TEXT PROVIDED
--- Begin ---
A Good First Step!
Eric Byrnes got off to a good start as the Diamondbacks opened their Cactus League season with a 9-2 victory over a White Sox split-squad.
Admittedly, it was not an immediate good start. With the Snakes playing the vistors’ role–these two teams share Tucson Electric Park–and Eric leading off, he was literally the start of the Diamondbacks’ spring season, and he struck out. <cringe>.
But in the third inning, he hit a two-out single to right–that’s opposite field for him–stole second and scored what was then the tying run on a Chad Tracy hit. (That’s practicing clutchness, guys!)
In the fifth, Byrnesie walked on four pitches. I liked this, too, as he needs to walk more. Although he got picked off first and caught in a rundown, it took a bunch of throws to get him. Owner Matt Williams was still pleased with what he saw. "That’s the New Mr. Excitement!" he told the broadcasters. Williams is really pleased to see that Byrnes and today’s No 2 hitter, Orlando Hudson, bring speed to the top of the lineup, and he noted that even though Byrnes got picked off that second time, he was able to mess with the defense. With his speed and aggressiveness, Byrnesie can truly get into a pitcher’s (and catcher’s) head. Byrnes spent years with an organization (the Moneyball Oakland A’s) that does not value this type of play. The Diamondbacks seem to be a team that appreciates his speed and is willing to play hit-and-run and let him steal. So one thing they need to do is teach him the finer points of base thievery. (Rickey Henderson, where are you?) Eric Byrnes loves to learn how to be a better player. I look forward to Byrnesie swiping upwards of thirty bags this season.
Eric also had a good day in the field, including a second inning play in which he held what could have ended up a double or triple to a single, by attacking the ball and throwing to the cut off man. The announcers also said that Diamondback’s left fielder, Luis Gonzalez, has said he has learned that he has to stop in left center because Byrnes will go after balls hit there. The centerfielder has the right-of-way to get every ball he can and Byrnesie exercises that right to the max!
--- End ---
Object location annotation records
--- Begin ---
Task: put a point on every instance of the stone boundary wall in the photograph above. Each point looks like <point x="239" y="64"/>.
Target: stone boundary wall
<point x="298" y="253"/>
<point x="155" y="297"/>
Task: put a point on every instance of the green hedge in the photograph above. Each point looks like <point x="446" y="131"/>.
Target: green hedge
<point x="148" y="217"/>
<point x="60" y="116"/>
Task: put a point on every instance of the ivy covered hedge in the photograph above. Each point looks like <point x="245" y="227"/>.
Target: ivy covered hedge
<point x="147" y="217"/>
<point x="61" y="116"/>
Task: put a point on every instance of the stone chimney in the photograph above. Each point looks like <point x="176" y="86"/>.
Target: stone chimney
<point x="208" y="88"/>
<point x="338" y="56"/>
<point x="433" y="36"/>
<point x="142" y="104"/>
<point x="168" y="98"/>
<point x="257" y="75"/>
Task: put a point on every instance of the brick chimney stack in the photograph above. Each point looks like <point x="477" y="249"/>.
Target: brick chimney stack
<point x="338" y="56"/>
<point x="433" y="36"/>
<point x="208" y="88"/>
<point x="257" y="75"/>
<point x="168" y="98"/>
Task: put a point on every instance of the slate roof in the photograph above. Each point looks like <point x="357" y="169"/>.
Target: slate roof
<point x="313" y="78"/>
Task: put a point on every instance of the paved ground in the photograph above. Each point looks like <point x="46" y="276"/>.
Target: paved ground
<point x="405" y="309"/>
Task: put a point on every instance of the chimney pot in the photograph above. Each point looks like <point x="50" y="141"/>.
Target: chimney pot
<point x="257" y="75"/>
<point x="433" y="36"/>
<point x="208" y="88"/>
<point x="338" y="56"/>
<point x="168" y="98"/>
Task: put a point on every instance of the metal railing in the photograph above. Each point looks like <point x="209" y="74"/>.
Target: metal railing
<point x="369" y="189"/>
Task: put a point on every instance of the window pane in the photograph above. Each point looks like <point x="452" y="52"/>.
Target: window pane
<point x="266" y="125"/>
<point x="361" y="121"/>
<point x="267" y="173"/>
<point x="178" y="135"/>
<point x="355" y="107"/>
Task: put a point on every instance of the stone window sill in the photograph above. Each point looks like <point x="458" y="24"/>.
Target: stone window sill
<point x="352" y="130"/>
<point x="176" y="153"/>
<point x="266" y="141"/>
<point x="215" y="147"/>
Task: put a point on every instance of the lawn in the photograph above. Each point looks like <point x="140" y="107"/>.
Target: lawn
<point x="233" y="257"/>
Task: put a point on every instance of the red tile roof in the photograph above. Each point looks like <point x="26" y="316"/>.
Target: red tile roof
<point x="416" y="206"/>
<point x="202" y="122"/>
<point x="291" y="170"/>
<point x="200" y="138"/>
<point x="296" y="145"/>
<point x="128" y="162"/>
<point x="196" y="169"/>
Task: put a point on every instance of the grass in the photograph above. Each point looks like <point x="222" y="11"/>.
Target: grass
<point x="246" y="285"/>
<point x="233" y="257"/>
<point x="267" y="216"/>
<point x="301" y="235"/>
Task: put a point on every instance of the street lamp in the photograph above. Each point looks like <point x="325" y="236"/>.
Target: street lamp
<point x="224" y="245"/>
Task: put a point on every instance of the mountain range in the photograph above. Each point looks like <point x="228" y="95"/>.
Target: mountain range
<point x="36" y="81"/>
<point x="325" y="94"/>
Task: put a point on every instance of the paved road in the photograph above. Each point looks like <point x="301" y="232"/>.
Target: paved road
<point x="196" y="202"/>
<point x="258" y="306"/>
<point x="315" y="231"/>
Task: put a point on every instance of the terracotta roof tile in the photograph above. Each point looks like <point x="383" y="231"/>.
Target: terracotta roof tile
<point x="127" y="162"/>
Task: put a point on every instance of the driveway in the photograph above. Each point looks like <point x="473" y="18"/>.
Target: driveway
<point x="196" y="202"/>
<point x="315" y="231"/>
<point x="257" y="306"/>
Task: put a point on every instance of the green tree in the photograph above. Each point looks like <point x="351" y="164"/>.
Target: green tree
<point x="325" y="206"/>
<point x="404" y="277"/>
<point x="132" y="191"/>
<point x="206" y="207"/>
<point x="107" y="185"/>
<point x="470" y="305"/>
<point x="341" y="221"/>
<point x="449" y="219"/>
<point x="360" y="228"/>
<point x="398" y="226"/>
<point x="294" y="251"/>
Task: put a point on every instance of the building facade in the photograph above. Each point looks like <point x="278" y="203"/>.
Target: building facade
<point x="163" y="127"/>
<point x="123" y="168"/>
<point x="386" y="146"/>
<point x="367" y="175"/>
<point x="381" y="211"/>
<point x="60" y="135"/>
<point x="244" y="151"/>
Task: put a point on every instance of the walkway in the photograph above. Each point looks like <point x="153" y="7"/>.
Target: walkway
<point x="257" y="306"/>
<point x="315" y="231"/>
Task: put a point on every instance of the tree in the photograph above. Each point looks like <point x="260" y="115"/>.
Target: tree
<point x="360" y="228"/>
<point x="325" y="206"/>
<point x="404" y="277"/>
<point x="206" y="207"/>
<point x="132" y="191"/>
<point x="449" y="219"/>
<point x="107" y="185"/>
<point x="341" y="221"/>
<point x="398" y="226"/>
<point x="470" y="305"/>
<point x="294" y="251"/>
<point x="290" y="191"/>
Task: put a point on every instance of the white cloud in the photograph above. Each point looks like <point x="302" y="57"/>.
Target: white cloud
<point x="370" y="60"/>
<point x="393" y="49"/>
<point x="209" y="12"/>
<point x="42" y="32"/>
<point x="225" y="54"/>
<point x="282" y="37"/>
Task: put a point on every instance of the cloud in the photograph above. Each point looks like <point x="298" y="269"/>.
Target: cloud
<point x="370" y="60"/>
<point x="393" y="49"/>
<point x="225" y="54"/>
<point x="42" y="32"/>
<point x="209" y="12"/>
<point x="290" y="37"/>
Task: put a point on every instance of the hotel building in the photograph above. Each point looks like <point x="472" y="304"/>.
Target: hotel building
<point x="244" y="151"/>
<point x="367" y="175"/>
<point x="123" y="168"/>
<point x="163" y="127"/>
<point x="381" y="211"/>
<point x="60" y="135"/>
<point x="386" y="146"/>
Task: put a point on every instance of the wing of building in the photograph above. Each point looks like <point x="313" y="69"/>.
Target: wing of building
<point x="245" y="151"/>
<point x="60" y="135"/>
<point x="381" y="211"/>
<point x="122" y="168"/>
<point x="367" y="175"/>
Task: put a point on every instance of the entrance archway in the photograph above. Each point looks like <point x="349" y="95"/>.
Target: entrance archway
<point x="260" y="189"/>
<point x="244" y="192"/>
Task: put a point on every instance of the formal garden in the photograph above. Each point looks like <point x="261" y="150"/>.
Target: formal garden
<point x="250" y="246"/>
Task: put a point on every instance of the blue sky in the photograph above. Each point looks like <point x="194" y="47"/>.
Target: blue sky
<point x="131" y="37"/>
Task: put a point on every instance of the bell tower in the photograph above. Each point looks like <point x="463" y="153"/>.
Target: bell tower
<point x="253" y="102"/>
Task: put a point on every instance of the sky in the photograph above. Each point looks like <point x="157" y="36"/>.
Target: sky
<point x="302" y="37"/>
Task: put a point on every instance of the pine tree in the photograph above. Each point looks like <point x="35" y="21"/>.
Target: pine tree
--- End ---
--- Begin ---
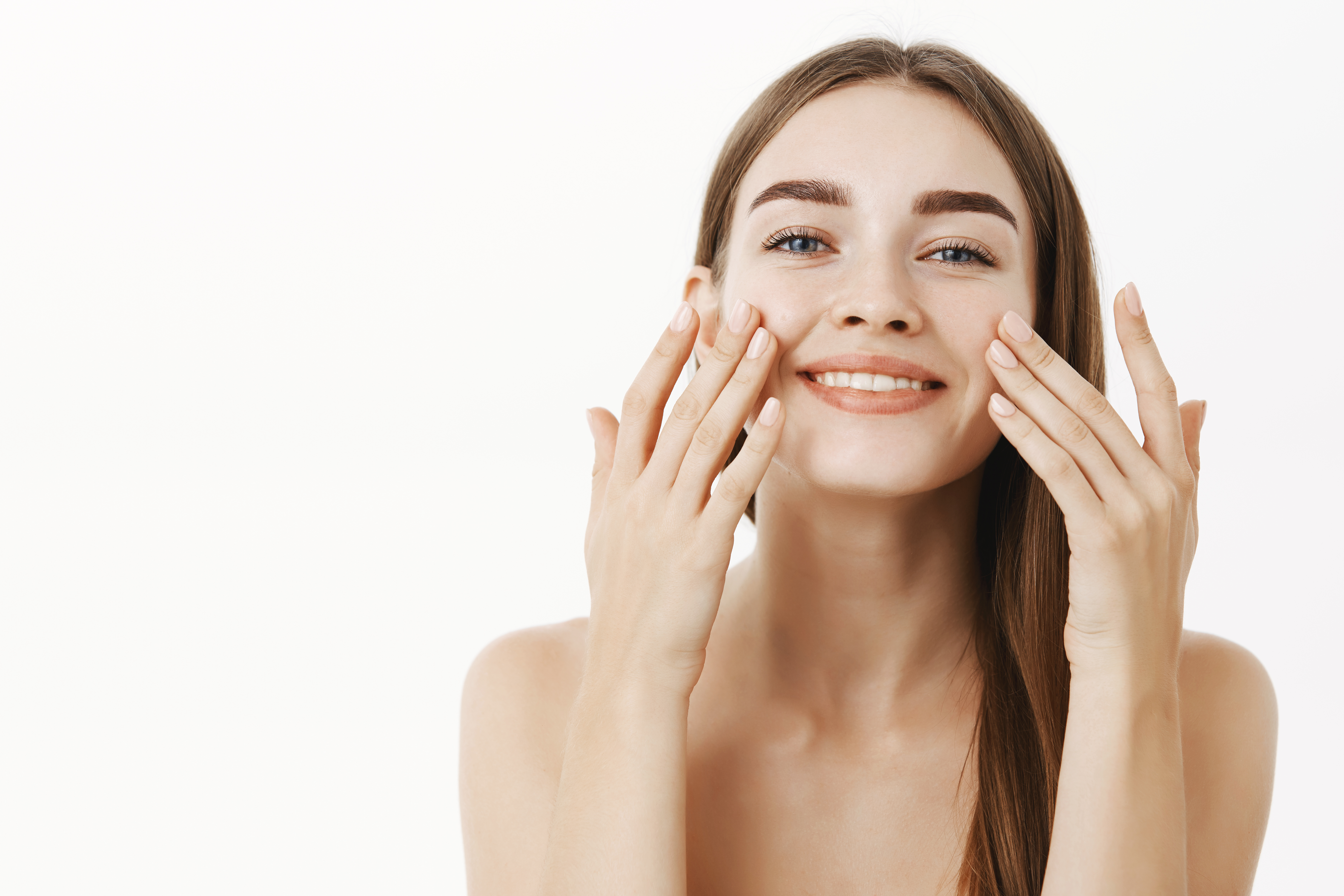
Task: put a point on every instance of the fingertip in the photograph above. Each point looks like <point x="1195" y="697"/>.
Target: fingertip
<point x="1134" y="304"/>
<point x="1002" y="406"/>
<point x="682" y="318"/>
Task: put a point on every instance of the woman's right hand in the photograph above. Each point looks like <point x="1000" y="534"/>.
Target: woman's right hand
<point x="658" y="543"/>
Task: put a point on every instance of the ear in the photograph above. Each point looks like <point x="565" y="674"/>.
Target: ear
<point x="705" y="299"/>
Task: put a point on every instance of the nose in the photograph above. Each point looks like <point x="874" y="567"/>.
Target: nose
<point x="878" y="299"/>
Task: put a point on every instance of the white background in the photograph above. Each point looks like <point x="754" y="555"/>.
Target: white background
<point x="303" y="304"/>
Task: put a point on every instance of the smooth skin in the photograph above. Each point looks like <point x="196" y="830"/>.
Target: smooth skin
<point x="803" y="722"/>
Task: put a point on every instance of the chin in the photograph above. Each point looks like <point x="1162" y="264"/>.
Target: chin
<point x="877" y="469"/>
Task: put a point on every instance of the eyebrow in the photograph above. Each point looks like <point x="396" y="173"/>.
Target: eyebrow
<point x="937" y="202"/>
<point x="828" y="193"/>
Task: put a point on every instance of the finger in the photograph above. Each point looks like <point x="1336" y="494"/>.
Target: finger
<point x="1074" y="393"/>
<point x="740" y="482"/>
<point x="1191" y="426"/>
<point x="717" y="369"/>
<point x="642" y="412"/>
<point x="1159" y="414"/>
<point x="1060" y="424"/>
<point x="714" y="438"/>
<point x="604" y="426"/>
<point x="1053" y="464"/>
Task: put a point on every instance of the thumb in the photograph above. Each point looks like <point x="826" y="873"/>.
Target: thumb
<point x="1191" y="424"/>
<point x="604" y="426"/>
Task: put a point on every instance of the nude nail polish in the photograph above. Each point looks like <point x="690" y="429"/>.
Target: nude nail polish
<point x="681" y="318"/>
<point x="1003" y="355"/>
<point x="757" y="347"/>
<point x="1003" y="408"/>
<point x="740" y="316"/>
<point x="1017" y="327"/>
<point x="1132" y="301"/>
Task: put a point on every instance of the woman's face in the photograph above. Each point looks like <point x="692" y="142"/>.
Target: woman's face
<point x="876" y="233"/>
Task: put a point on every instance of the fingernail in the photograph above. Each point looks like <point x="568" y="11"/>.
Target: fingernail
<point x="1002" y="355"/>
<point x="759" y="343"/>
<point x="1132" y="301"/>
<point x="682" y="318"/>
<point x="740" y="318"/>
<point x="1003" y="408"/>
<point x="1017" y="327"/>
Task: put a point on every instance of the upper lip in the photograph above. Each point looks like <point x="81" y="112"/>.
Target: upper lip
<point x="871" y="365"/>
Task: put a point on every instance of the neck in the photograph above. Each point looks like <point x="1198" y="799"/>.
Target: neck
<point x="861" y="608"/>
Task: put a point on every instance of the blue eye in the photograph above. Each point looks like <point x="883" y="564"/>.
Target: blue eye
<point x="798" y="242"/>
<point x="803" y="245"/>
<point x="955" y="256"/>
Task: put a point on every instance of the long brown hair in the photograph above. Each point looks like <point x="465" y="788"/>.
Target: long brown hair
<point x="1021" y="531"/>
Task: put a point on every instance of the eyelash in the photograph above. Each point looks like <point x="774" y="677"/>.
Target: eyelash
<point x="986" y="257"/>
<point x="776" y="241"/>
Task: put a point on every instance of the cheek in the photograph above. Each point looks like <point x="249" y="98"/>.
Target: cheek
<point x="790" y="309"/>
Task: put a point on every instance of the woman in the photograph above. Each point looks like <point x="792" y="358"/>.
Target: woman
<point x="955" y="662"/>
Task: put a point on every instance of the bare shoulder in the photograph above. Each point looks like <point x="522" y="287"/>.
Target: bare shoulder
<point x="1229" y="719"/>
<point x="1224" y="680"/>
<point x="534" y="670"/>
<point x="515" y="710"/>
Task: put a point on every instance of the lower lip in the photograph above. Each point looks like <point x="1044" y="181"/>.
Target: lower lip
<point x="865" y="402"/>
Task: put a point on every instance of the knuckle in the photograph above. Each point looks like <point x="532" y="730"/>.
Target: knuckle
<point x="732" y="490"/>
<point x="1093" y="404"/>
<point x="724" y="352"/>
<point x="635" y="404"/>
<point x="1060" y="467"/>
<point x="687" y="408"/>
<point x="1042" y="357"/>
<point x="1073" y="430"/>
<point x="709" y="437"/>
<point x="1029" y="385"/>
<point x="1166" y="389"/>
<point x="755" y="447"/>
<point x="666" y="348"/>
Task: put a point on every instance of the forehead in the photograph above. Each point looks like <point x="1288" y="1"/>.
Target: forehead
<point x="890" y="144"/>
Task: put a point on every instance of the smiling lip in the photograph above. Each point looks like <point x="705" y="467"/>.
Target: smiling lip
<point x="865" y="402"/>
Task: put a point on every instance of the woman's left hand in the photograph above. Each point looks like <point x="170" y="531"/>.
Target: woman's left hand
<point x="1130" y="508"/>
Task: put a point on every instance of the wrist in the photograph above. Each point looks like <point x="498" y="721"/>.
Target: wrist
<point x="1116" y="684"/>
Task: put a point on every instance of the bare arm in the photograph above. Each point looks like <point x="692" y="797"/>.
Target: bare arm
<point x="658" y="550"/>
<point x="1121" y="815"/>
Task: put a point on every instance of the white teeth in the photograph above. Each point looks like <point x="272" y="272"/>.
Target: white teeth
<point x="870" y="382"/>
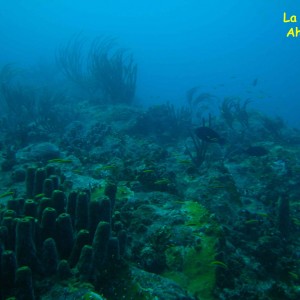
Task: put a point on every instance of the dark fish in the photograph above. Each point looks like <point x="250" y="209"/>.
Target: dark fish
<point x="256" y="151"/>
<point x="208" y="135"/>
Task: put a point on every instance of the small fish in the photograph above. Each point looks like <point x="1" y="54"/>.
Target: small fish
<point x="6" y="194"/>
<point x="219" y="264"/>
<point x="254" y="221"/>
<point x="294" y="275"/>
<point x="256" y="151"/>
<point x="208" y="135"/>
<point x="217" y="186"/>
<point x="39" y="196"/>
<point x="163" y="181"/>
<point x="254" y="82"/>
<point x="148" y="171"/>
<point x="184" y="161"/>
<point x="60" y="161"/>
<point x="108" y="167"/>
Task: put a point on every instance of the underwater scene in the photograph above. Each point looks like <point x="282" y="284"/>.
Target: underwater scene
--- End ---
--- Begin ---
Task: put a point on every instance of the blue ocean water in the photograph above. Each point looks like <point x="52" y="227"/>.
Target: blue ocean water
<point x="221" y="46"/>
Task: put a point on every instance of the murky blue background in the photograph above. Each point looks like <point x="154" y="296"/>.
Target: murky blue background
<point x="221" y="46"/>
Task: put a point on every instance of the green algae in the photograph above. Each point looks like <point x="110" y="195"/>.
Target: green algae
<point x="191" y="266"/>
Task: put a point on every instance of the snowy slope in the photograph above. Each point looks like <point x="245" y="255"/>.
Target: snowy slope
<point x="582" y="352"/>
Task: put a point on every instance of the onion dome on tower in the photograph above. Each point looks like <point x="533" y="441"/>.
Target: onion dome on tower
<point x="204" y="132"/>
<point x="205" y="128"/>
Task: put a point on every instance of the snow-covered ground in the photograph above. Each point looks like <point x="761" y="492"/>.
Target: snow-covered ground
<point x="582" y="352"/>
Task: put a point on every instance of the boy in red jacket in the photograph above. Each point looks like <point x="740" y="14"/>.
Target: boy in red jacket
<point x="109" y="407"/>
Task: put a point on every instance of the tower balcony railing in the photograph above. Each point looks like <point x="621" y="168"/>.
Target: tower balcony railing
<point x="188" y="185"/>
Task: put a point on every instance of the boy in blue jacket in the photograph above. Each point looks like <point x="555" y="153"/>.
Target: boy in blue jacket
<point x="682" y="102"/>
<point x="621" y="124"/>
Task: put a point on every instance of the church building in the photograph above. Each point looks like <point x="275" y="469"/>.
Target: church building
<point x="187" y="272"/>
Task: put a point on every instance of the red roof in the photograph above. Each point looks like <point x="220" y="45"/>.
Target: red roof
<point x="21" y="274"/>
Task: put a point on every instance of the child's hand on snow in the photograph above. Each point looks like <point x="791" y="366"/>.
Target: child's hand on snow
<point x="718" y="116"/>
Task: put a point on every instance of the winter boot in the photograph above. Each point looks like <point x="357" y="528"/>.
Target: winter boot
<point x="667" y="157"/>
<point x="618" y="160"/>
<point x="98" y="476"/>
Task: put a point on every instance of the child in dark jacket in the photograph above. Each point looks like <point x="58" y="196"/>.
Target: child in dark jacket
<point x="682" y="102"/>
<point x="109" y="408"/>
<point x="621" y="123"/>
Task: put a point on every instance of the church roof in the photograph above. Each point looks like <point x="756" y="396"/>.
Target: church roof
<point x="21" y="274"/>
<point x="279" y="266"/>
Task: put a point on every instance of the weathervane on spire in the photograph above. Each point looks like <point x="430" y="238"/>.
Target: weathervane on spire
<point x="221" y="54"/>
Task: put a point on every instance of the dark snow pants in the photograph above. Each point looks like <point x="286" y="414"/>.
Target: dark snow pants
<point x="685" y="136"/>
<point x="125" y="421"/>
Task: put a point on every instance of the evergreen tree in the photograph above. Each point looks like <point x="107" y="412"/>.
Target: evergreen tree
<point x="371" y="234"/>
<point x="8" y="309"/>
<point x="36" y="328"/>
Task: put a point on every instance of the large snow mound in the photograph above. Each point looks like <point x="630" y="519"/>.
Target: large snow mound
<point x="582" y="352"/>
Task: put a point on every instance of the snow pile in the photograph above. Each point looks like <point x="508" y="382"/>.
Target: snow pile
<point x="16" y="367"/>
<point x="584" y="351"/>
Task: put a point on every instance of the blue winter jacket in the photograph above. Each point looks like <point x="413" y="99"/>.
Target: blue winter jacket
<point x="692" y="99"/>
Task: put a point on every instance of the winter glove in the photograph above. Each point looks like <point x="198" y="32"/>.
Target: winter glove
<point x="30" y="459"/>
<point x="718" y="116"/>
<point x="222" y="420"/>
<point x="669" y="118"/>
--- End ---
PROBLEM A
Pick out every line in the records above that contains the word "tile", and copy each one.
PROBLEM B
Extend the post about Eric Byrnes in the Diamondbacks' spring opener, beginning right after its final sentence.

EXERCISE RESULT A
Task: put a point on every instance of the red tile roof in the photograph above. Each point looks like <point x="26" y="316"/>.
Target: red tile roof
Task: put a point on every instance of the terracotta roof tile in the photograph above. Each point looks like <point x="383" y="231"/>.
Target: terracotta roof tile

EXERCISE RESULT B
Everyone was waxing lyrical about Byrnes’ energy and attitude. Of course, he can’t bear the burden of keeping the team spirits high all by himself. Not even he and Orlando Hudson, the other big bundle of energy the D’Backs got this off-season, can do it by themselves. They can set examples by being themselves. But desire to play hard every day, enjoyment of the game, and belief in self and in the team has to exist across the board in order for a team to take its next step forward.
So the first game of spring training went well both for Byrnes and the D’Backs. And while it was only the first game of spring training, a good spring start is important to a player who had a bum prior season. In such a case, spring training is not just about achieving physical readiness to play a long season of baseball, but of rebuilding confidence.
And as I wrote on August 25, 2005, about my own attitude, "ANY TIME ERIC BYRNES GETS A HIT, OR MAKES A GREAT DEFENSIVE PLAY, IS AN OCCASION TO BE OF GOOD CHEER."
In other news, MLB.com’s Diamondbacks’ beat reporter Steve Gilbert was nice enough to answer an email I sent to him yesterday about his article saying Byrnes’ days off would come against left-handers. He wrote:
Typo on my part. I meant right-handers for Byrnes as DaVanon is a better hitter from the left side. Thanks for keeping me honest. Steve Steve Gilbert Reporter MLB.com
Typos, goodness knows we all make them. But I am going to pick on this note also. The way it’s written, it can be read as implying that Byrnesie is a switch-hitter. He’s not; he’s strictly a righty, which is one of the reasons the D’Backs wanted him. They’ve got a lot of lefties in their lineup. Of course, I still take issue with the "Byrnes’s days off," and I hope he does so well this year that manager Bob Melvin will pencil him in everyday.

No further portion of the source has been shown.